Stated problem
Can you pick up the mailing-list thread below on LLVM IR and software verification and continue it from its final sentence?

Source extract
|---|

[llvmlinux] Heavy experiments

Marcelo Sousa marceloabsousa at gmail.com
Wed Jul 24 19:43:40 UTC 2013


Hi Renato,


On Wed, Jul 24, 2013 at 4:04 AM, Renato Golin <renato.golin at linaro.org>wrote:

> Hi Marcelo,
>
> We're probably leading ourselves towards a long discussion... While this
> is good for both of us as a learning tool, it can generate stress. So I
> want to begin by asking you to ignore if my answers seem a little on the
> harsh side. I can assure you it's unintentional and a limitation of my
> communication skills.
>

Not a problem. I am interested in enumerating all these issues and
formalize them.


> I, too, had the idea that LLVM IR was this powerful language where I could
> infer almost everything from the original code/intentions if I looked hard
> enough. Sadly, reality wasn't that nice to me, as it won't be with you. You
> may escape most of it by only looking to C code execution, and it might
> work well for a very small area of a very specific case, but still, it'd be
> good if you know beforehand the limitations of the IR so to avoid
> frustrations.
>
> All I'm saying here is based on what I've tried myself and seen other
> people trying, and that might have been a long ago, and my memory is really
> bad. Don't take everything at face value, though, since a lot has changed
> in the last 4 years, but be aware that a lot of things in the IR world only
> look consistent because no one have tried differently. Things match by
> accident on some cases...
>

Things matching by accident on some cases is for me a buggy implementation
of LLVM itself.


>
>
> On 24 July 2013 02:08, Marcelo Sousa <marceloabsousa at gmail.com> wrote:
>
>> I dont' agree and in fact it feels to me that there is almost a new field
>> in software verification over LLVM IR. Just to start, there are several
>> examples of bounded model checkers, symbolic execution procedures that
>> operate over LLVM IR. Are you somehow implying that this analysis is no
>> good?
>>
>
> Software verification in IR is a good thing, semantic verification of
> languages in IR is not. The function that transforms AST into IR is
> surjective, not injective.
>

Sure it is surjective but that's not a bad thing. It only means that
multiple C programs evaluate to the same assembly instructions and there is
nothing wrong with that if the compilation is sound.

|---|

Provided material
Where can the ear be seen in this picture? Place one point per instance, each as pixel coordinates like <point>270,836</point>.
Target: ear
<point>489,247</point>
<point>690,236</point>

|---|

Response to the task
>
>
>   - Sign information is on instructions, not types
>>>
>> This is not a semantic problem, because you can refine the LLVM IR type
>> system. In fact, that is something I am doing.
>>
>
> No, you can't. While some type representations might look better on paper,
> or on a little project, it doesn't behave on the grand scheme of things,
> namely the support for multiple ABIs on multiple architectures and multiple
> language needs. IR is no silver bullet.
>

Alright, here I do not follow. Do we agree that you can lift the sign
information on instructions to types? Can you give me an example of when
multiple ABIs actually influence the design decision that sign information
goes into instructions?


>
>   - Structures are flattened out, or cast to arrays
>>>
>> The structural information is still there otherwise it's not a sound
>> compilation. I need to see real examples of C code where the original
>> structures cannot be retrieved anymore.
>>
>
> There are many examples, but one that happens fairly regularly is when the
> structure is cast to an int array to do ByVal lowering. Of course, C++
> loses a lot more semantics than C.
>

I'm not sure if ByVal lowering is an optimization and therefore you can
simply not use it, but as for the general case for casts, you run into
problems if you don't extend the type system such that you have an history
of types that value had.


>
>
>>   - Multiple structures are commoned up if they're structurally
>>> equivalent
>>>
>> Not sure what the problem is here. If LLVM IR can identify that two
>> structs are structurally equivalent for free, that seems good for me.
>>
>
> In the case where a function operates in one type and another function
> operates on the other, it'll be hard to reason about which group each
> function belongs. Again, more of a problem to C++ and higher languages.
>

Again hard is different than undecidable. You need to provide me with a
convincing example of this situation.

>
>
>   - Function calls are changed (ByVal, ABI specific, architecture
>>> specific)
>>>
>> Not sure why is this a problem also for verification. In fact, again I
>> get a much more reliable execution model.
>>
>
> I thought you were doing semantic analysis. For execution analysis, this
> is fine.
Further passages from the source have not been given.